*Teks Dokumen*

○ ○ ○ ○ ○ ○ ○

Niat itu tempatnya di dalam hati, dan melafazdkannya adalah bid’ah yang sesat, walaupun manusia menganggapnya sebagai satu perbuatan baik. Kewajiban niat semenjak malam harinya ini hanya khusus untuk puasa wajib saja, karena Rasulullah Shallallahu ‘alaihi wa sallam pernah datang ke Aisyah pada selain bulan Ramadhan, kemudian beliau bersabda (yang artinya) : “Apakah engkau punya santapan siang ? Maka jika tidak ada aku akan berpuasa” [Hadits Riwayat Muslim 1154].

○ ○ ○ ○ ○ ○ ○

(Baris dataset tentang letak objek)
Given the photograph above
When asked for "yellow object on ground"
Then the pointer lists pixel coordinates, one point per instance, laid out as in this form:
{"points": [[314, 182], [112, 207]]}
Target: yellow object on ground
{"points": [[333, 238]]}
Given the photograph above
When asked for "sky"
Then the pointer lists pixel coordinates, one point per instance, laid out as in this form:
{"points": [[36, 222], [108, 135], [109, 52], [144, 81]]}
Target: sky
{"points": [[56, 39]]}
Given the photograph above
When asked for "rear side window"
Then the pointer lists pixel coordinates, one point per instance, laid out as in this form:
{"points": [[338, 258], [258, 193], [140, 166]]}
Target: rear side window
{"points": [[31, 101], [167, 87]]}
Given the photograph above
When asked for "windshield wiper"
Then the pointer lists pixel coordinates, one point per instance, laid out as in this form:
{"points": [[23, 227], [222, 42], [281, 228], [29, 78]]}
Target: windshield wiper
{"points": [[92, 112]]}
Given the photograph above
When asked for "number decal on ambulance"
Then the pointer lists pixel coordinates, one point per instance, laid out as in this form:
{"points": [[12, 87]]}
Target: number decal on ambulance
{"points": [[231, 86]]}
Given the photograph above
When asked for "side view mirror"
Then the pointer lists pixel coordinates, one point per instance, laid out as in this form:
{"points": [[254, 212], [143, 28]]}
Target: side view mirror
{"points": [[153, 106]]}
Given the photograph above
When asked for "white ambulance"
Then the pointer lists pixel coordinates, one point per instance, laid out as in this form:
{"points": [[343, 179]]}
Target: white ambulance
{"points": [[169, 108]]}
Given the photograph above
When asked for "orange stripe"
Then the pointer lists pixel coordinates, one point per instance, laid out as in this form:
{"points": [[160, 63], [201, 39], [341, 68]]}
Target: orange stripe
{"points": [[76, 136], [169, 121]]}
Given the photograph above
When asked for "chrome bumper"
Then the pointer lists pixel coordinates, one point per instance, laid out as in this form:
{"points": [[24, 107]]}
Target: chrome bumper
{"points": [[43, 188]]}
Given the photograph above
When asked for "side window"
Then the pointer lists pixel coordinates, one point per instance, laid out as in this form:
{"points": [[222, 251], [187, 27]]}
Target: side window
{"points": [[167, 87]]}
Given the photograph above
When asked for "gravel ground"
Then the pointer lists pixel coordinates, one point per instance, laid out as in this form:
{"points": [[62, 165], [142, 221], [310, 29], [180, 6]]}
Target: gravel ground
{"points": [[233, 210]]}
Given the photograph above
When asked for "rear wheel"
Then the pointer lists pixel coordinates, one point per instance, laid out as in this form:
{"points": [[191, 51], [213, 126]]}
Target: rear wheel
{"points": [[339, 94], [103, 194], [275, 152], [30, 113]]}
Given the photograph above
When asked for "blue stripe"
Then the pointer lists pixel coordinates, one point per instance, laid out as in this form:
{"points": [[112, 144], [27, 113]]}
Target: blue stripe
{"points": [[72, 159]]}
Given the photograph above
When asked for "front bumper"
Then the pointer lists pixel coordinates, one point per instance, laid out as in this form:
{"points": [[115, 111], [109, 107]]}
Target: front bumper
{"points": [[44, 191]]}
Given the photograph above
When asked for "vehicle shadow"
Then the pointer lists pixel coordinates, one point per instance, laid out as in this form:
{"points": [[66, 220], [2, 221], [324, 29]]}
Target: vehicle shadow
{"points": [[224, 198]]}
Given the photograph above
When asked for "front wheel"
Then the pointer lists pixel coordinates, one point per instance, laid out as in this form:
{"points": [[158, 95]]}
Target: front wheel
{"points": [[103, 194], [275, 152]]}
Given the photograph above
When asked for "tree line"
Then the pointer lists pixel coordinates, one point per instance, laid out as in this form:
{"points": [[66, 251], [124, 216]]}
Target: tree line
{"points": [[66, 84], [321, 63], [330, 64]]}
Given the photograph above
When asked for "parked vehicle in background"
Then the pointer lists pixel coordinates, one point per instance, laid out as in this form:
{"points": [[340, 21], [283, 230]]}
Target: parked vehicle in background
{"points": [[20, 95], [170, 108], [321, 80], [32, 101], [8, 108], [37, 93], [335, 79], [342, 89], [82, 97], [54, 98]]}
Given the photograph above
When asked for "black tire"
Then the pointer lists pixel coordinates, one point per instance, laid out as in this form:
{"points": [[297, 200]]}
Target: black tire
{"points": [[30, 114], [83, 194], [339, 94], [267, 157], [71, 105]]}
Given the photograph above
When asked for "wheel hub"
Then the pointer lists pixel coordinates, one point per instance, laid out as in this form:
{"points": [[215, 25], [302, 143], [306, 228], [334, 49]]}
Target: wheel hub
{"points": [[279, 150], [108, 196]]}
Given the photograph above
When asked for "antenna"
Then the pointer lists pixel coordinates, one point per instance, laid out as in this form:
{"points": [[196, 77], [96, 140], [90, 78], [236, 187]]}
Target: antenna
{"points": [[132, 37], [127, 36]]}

○ ○ ○ ○ ○ ○ ○

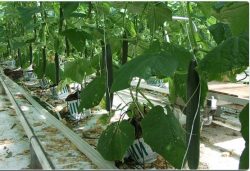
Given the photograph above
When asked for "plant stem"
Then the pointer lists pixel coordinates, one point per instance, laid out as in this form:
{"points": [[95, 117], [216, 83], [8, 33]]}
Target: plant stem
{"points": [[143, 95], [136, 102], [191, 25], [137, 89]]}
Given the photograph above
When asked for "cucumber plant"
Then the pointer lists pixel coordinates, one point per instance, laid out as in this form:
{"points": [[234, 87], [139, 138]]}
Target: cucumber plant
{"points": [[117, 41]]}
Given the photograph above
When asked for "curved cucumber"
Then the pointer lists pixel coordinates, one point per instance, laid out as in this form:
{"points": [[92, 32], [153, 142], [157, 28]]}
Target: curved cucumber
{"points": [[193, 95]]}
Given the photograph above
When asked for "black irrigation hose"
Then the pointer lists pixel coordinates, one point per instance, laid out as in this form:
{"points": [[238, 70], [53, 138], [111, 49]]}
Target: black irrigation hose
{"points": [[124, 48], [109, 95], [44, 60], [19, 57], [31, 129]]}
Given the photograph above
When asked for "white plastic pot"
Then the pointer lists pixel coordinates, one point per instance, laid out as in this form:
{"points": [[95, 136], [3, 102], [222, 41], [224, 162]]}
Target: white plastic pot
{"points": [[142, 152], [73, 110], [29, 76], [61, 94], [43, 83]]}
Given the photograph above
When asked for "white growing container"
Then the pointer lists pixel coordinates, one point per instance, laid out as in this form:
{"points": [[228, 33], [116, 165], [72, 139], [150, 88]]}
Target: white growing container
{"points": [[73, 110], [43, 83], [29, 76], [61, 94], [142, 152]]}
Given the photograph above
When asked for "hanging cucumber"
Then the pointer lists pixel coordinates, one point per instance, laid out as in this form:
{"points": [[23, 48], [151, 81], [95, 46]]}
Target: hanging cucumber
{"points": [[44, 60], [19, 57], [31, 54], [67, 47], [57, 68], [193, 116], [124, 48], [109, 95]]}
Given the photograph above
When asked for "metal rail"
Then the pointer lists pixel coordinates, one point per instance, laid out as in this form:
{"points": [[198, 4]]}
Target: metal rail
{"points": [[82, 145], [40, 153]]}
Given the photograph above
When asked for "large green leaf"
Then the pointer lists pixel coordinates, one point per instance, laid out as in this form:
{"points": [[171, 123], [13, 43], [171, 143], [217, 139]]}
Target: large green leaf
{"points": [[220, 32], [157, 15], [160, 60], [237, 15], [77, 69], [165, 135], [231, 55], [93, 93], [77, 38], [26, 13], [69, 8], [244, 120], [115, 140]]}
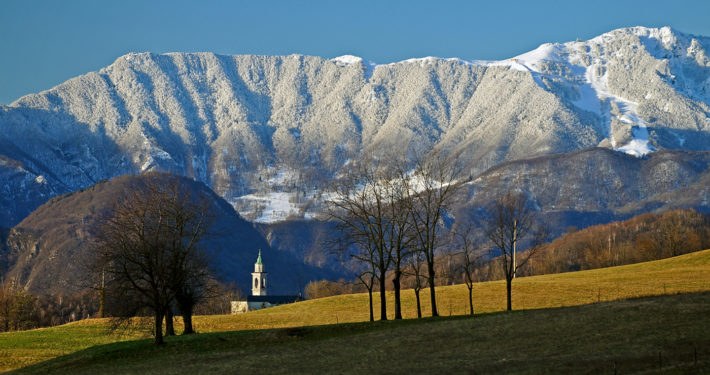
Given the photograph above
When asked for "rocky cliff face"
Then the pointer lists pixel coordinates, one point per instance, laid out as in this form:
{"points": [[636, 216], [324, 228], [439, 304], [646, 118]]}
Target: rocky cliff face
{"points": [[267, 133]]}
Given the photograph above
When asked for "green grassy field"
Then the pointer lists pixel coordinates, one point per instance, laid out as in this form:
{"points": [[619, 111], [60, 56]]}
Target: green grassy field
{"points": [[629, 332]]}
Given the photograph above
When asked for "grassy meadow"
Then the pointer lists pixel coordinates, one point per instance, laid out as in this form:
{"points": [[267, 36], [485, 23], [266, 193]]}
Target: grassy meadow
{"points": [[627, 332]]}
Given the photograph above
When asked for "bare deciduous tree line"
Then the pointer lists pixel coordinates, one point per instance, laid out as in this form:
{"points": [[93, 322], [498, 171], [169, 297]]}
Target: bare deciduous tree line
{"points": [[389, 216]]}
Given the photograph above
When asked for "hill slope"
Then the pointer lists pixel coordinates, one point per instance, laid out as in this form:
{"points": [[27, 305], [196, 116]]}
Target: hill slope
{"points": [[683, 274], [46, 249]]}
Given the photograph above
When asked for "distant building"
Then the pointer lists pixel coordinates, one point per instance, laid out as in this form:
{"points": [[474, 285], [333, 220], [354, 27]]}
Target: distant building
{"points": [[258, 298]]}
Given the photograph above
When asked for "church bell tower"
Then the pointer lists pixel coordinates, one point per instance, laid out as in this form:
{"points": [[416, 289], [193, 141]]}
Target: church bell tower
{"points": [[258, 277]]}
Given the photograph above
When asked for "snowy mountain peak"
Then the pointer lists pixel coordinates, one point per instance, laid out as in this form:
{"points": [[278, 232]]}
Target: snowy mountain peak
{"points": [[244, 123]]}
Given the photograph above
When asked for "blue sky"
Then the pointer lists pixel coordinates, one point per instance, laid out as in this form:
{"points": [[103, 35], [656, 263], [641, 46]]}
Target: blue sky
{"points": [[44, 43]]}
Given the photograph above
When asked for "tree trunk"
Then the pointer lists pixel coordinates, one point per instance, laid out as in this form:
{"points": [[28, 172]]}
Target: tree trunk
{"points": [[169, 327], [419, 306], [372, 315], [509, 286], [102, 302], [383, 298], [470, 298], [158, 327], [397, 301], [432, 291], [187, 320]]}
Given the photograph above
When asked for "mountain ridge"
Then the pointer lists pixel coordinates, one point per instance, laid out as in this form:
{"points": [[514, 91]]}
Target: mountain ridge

○ ○ ○ ○ ○ ○ ○

*Tugas Anda*
A: Menurut teks tentang niat puasa, kewajiban berniat sejak malam hari berlaku khusus untuk puasa apa?
B: Ketik ulang sebagian teks tentang niat puasa persis seperti aslinya. Mulailah pada kata "Niat itu tempatnya", lalu berhenti setelah kata "Riwayat Muslim 1154].".

*Jawaban Tugas*
A: Hanya untuk puasa wajib.

B:
Niat itu tempatnya di dalam hati, dan melafazdkannya adalah bid’ah yang sesat, walaupun manusia menganggapnya sebagai satu perbuatan baik. Kewajiban niat semenjak malam harinya ini hanya khusus untuk puasa wajib saja, karena Rasulullah Shallallahu ‘alaihi wa sallam pernah datang ke Aisyah pada selain bulan Ramadhan, kemudian beliau bersabda (yang artinya) : “Apakah engkau punya santapan siang ? Maka jika tidak ada aku akan berpuasa” [Hadits Riwayat Muslim 1154].